Using the excerpt on Reign of Error below, decide whether each statement agrees with it: (a) the writer says Ravitch herself makes the personal attacks; (b) the writer feels scared to post the concerns; (c) the writer regards the vitriol around the issue as healthy. Answer yes or no for each, quoting the deciding words from the excerpt.

SELECTED EXTRACT
= = = =
Once you read Reign of Error, you’ll have a much better understanding of how things got the way they are, why you’re spending so much time on test prep, and why your job has gotten so much harder over the last few years. And once you see the whole picture more clearly, you’ll be better able to participate in the push toward something different.
Concerns
Along with my strong recommendation for Reign of Error, I do have a few concerns about the movement surrounding Ravitch that I think are worth mentioning.
First, the tone of the debate can get really nasty. Just follow any of the links from Ravitch’s blog to other articles and you’ll find yourself in a sea of sarcasm, low blows, and personal attacks. This makes participating in the conversation a scary prospect. Anyone who expresses an opinion that deviates at all from the general consensus is mocked, called a sell-out, or hung out for public humiliation. Ravitch herself isn’t the one doing this; it’s others in the community that has developed around her, especially down in the comments section of her blog and those of others in the same movement. Right now, I’m actually kind of scared to post this because I’m expressing some concerns. The kind of vitriol that I’ve seen surrounding this issue is understandable to some extent, because we’re talking about pretty serious stuff, but I don’t think it’s healthy, because it marginalizes anyone who doesn’t follow what can sometimes feel like a party line. And that ultimately limits the richness of the conversation and its potential to educate those who arrive late, armed with all of our “stupid questions.”
= = = =
Extracted data entries
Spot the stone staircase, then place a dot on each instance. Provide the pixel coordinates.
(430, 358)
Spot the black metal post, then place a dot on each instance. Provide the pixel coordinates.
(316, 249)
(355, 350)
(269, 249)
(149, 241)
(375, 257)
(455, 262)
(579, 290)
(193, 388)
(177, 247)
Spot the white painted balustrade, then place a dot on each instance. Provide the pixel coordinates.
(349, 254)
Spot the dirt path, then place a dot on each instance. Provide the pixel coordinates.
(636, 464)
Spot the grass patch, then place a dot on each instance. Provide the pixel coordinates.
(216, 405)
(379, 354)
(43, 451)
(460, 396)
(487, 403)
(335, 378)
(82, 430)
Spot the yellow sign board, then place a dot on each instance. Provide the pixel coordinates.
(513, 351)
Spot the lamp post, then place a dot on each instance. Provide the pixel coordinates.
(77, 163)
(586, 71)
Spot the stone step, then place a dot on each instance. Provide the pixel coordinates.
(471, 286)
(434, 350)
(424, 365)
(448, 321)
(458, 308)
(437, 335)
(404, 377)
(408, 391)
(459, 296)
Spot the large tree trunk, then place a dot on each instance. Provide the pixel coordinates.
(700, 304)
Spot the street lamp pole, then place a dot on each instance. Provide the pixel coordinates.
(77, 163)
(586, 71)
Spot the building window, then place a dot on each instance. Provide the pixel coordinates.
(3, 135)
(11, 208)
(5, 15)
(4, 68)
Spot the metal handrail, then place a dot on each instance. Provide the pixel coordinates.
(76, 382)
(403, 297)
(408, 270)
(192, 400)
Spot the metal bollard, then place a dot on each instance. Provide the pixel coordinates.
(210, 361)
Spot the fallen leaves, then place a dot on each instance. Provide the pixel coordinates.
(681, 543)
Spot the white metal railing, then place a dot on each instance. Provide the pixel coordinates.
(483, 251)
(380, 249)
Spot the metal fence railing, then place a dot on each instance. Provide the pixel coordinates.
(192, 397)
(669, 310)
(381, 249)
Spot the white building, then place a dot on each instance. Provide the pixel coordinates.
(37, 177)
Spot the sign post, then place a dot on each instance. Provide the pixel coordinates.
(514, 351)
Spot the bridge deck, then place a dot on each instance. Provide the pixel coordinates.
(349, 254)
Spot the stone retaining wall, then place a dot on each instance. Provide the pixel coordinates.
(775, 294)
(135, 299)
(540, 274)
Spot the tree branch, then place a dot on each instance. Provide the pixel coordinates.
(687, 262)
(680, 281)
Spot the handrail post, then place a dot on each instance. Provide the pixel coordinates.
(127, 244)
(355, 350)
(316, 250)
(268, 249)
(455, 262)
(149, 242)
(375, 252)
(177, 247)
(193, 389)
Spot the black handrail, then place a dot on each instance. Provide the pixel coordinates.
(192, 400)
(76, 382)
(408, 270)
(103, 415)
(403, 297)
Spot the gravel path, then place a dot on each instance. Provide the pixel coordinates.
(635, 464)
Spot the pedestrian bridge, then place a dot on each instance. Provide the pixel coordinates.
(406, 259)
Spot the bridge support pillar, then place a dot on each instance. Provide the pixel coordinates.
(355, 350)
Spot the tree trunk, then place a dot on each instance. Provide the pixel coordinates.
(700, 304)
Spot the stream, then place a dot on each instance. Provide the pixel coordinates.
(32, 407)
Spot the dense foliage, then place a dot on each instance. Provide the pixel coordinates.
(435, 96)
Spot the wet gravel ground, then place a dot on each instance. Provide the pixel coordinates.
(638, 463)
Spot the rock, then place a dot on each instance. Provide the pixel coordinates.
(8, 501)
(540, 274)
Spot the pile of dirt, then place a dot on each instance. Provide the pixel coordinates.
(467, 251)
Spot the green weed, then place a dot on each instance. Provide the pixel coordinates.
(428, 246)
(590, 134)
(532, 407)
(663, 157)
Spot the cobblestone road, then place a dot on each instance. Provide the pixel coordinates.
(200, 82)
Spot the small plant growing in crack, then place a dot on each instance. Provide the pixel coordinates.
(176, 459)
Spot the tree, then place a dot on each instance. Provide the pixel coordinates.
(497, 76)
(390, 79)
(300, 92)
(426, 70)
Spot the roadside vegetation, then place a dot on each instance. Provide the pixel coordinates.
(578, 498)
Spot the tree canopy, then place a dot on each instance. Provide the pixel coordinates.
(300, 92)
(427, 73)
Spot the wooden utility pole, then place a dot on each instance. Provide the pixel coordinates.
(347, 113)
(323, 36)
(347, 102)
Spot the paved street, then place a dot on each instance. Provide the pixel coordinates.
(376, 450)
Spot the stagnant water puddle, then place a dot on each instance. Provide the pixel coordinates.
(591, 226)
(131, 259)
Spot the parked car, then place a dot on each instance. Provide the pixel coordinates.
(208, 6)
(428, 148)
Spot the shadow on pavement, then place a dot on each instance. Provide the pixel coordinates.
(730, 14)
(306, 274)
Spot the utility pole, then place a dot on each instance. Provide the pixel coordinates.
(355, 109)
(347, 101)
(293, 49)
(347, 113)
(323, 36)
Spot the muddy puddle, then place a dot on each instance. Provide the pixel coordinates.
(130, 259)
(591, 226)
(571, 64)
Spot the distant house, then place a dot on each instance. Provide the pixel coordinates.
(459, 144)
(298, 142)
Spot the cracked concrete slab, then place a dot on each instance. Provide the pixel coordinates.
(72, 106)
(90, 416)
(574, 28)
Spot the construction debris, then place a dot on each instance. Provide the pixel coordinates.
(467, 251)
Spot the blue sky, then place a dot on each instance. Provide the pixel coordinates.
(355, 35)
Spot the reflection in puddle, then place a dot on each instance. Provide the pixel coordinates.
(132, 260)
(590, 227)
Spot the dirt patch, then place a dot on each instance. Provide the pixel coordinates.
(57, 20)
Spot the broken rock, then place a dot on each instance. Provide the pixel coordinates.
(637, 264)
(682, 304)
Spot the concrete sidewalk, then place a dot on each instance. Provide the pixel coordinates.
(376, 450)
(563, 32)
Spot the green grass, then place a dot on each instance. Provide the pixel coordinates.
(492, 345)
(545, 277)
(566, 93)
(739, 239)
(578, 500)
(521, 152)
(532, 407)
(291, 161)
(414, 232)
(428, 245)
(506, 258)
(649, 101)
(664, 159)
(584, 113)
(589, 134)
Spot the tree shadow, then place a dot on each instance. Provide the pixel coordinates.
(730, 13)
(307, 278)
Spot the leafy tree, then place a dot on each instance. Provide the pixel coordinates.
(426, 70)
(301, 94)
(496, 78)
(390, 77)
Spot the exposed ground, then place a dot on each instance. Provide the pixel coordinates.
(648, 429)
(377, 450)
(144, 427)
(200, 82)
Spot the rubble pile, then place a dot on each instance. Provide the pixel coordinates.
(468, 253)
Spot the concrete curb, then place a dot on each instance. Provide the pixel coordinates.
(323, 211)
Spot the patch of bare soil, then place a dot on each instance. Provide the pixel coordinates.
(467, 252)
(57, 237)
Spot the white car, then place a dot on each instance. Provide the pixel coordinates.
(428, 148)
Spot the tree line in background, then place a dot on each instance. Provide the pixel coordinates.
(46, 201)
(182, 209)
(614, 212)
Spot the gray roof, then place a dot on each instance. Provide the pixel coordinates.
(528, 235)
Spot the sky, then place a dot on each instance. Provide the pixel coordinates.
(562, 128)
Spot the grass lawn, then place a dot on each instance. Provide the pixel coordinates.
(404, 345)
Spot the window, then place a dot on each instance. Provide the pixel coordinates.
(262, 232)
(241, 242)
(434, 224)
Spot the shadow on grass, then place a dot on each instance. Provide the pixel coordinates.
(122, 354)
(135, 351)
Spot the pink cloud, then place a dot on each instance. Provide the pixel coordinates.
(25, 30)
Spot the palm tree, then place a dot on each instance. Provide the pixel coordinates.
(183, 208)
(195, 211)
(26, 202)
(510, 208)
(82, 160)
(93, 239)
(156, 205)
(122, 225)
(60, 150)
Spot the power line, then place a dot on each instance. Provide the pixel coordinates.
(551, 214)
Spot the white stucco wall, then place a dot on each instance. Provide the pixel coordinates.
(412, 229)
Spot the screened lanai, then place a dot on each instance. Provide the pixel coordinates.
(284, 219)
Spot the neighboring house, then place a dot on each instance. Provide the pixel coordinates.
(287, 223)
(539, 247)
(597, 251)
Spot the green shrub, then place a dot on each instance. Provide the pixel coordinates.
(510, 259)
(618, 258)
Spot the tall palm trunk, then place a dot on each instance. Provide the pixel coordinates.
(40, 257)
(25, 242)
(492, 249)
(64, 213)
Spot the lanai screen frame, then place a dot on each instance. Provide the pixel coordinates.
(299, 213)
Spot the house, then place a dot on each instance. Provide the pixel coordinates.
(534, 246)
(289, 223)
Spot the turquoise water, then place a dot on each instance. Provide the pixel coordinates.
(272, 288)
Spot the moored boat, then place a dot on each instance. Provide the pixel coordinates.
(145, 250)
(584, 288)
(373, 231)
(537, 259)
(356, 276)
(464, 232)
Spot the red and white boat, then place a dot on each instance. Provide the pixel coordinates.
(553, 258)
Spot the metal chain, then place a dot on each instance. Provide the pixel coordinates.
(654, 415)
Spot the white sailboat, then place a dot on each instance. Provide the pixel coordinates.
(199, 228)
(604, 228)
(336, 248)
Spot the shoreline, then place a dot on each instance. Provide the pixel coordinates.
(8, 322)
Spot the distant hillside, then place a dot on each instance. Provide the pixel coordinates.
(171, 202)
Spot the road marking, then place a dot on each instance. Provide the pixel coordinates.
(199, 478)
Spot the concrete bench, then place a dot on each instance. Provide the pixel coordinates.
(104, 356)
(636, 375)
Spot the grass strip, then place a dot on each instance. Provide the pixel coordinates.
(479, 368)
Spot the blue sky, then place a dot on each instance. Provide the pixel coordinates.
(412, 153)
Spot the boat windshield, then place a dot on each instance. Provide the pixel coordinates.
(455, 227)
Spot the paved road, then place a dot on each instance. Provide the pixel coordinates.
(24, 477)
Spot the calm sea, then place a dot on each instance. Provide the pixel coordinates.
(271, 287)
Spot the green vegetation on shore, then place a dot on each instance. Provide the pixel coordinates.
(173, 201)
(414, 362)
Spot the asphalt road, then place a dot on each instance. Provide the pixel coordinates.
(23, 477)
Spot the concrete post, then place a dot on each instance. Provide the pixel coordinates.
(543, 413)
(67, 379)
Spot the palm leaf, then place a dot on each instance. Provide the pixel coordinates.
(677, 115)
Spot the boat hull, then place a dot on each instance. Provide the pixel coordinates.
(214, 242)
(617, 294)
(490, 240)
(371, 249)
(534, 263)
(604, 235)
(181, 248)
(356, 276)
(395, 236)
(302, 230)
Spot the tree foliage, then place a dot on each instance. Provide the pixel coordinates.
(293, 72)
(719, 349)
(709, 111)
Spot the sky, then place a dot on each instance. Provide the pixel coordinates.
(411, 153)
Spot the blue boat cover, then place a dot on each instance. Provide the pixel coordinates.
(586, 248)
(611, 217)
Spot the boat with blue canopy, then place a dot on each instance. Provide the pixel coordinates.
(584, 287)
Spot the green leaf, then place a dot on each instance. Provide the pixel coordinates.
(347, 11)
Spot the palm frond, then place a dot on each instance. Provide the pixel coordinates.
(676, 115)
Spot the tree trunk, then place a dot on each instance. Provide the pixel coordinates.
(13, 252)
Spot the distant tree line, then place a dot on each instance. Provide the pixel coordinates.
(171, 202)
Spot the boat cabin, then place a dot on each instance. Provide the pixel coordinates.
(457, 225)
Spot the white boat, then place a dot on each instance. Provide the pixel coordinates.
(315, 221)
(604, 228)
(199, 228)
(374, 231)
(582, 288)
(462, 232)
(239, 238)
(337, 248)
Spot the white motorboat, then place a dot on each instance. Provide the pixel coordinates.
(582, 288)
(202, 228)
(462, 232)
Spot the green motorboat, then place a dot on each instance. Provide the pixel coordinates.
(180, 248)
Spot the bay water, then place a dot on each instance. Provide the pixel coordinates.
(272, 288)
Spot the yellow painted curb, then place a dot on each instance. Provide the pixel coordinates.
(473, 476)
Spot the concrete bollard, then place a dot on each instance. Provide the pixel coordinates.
= = = =
PROBLEM SOLUTION
(a) No: "Ravitch herself isn’t the one doing this; it’s others in the community that has developed around her"
(b) Yes: "Right now, I’m actually kind of scared to post this because I’m expressing some concerns."
(c) No: "but I don’t think it’s healthy"